WHAT THE EXERCISE ASKS ▸ Put each line of the rows below into a JSON list of strings, one string per line, with blank lines omitted and the pictures left out.

== == ==

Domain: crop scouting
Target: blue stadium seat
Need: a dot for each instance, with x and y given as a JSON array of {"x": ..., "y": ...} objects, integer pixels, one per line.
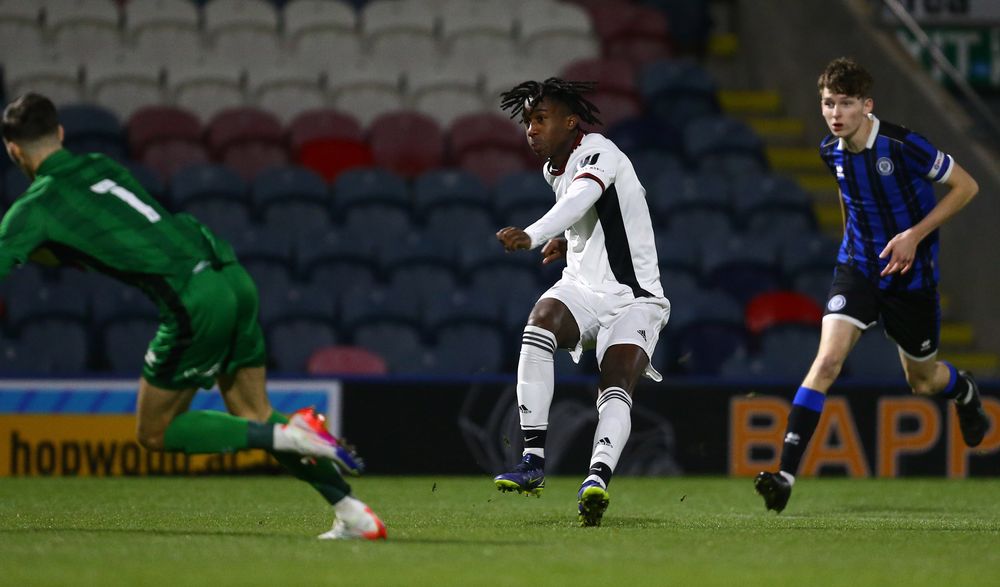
[
  {"x": 54, "y": 346},
  {"x": 288, "y": 183},
  {"x": 381, "y": 218},
  {"x": 29, "y": 301},
  {"x": 875, "y": 356},
  {"x": 645, "y": 134},
  {"x": 469, "y": 349},
  {"x": 710, "y": 136},
  {"x": 292, "y": 341},
  {"x": 400, "y": 344},
  {"x": 91, "y": 128},
  {"x": 429, "y": 283},
  {"x": 206, "y": 182},
  {"x": 368, "y": 186},
  {"x": 520, "y": 190},
  {"x": 460, "y": 222},
  {"x": 678, "y": 253},
  {"x": 125, "y": 342},
  {"x": 743, "y": 267},
  {"x": 228, "y": 219},
  {"x": 263, "y": 243},
  {"x": 702, "y": 225},
  {"x": 359, "y": 247},
  {"x": 788, "y": 351},
  {"x": 677, "y": 91},
  {"x": 465, "y": 306},
  {"x": 295, "y": 215},
  {"x": 703, "y": 346},
  {"x": 148, "y": 179},
  {"x": 299, "y": 301},
  {"x": 448, "y": 186},
  {"x": 395, "y": 303},
  {"x": 705, "y": 305},
  {"x": 112, "y": 300}
]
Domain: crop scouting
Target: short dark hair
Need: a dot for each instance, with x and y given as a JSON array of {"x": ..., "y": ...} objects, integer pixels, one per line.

== == ==

OUTPUT OF THE EXERCISE ▸
[
  "Domain: crop scouting",
  "Target: blue stadium seat",
  "Need: a dot for each instance, with x and y given as a JSON array of {\"x\": ..., \"y\": ...} objects, integer pixels, one per line.",
  "[",
  "  {\"x\": 54, \"y\": 346},",
  "  {\"x\": 288, \"y\": 183},",
  "  {\"x\": 381, \"y\": 218},",
  "  {\"x\": 29, \"y\": 301},",
  "  {\"x\": 875, \"y\": 356},",
  "  {\"x\": 645, \"y\": 134},",
  "  {\"x\": 469, \"y\": 349},",
  "  {\"x\": 710, \"y\": 136},",
  "  {\"x\": 292, \"y\": 341},",
  "  {\"x\": 400, \"y\": 344},",
  "  {\"x\": 91, \"y\": 128},",
  "  {\"x\": 429, \"y\": 283},",
  "  {\"x\": 206, \"y\": 182},",
  "  {\"x\": 368, \"y\": 186},",
  "  {\"x\": 520, \"y\": 190},",
  "  {\"x\": 460, \"y\": 222},",
  "  {\"x\": 678, \"y\": 253},",
  "  {\"x\": 125, \"y\": 342},",
  "  {\"x\": 743, \"y\": 267},",
  "  {\"x\": 228, \"y\": 219},",
  "  {\"x\": 263, \"y\": 243},",
  "  {\"x\": 702, \"y\": 225},",
  "  {\"x\": 359, \"y\": 247},",
  "  {\"x\": 788, \"y\": 351},",
  "  {\"x\": 677, \"y\": 91},",
  "  {\"x\": 465, \"y\": 306},",
  "  {\"x\": 295, \"y\": 215},",
  "  {\"x\": 703, \"y\": 346},",
  "  {\"x\": 148, \"y\": 179},",
  "  {\"x\": 299, \"y\": 301},",
  "  {\"x\": 448, \"y\": 186},",
  "  {\"x\": 395, \"y\": 303},",
  "  {\"x\": 705, \"y\": 305},",
  "  {\"x\": 112, \"y\": 300}",
  "]",
  "Domain: crop scouting",
  "Target: short dark hair",
  "Need: a dot for each instance, with x and y given as a JSON array of {\"x\": ..., \"y\": ...} objects, integer pixels, one per line."
]